§ Stored dataset items
# # # #

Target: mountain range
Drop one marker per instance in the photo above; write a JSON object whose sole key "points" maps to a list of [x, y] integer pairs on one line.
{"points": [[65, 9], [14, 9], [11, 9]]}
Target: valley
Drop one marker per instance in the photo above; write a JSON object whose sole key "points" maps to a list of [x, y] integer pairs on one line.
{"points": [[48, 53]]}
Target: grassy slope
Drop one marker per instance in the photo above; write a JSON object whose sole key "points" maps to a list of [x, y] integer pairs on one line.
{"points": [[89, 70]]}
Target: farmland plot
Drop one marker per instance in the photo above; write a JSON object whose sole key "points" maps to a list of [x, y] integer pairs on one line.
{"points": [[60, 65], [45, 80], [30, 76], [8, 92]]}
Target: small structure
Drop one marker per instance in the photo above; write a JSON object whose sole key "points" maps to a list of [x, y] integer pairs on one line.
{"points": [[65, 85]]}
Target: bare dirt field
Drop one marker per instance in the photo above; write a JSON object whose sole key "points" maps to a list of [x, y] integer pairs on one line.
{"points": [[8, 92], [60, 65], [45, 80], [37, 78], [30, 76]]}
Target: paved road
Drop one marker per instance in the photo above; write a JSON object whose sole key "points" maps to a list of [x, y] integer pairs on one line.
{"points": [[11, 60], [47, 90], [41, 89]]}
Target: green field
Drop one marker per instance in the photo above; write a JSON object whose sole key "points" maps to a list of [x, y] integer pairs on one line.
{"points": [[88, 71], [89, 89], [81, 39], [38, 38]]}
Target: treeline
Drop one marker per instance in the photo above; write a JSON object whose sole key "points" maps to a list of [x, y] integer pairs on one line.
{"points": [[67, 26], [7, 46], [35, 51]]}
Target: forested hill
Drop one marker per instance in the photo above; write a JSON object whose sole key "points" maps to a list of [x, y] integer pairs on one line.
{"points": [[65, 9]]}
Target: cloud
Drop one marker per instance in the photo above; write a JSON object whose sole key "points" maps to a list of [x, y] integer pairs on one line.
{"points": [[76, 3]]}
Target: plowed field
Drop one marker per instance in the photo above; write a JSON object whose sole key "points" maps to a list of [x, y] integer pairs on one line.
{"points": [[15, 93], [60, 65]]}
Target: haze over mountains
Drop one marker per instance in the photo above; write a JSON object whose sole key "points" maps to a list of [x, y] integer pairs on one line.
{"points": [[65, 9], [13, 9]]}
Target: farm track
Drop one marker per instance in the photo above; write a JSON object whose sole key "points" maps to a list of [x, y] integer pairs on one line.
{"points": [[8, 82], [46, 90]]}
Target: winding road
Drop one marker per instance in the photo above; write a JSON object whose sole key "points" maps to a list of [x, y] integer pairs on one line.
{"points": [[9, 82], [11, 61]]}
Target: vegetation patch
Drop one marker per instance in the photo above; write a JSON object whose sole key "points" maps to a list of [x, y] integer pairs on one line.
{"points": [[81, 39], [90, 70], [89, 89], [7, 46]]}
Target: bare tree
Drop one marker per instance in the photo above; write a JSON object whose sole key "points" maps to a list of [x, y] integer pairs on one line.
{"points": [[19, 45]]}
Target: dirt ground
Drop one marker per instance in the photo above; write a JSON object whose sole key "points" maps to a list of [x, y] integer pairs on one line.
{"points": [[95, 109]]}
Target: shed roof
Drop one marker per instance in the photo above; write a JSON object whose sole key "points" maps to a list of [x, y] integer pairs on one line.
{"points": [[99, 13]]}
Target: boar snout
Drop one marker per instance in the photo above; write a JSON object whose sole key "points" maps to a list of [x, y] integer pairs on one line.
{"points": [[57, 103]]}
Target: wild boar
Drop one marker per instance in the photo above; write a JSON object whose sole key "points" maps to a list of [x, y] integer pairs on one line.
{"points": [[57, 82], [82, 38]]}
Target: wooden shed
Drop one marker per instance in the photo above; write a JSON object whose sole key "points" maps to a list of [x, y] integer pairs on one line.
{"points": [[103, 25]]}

# # # #

Going through the lines above one by one, tally those with the word "shed" and give only the total.

2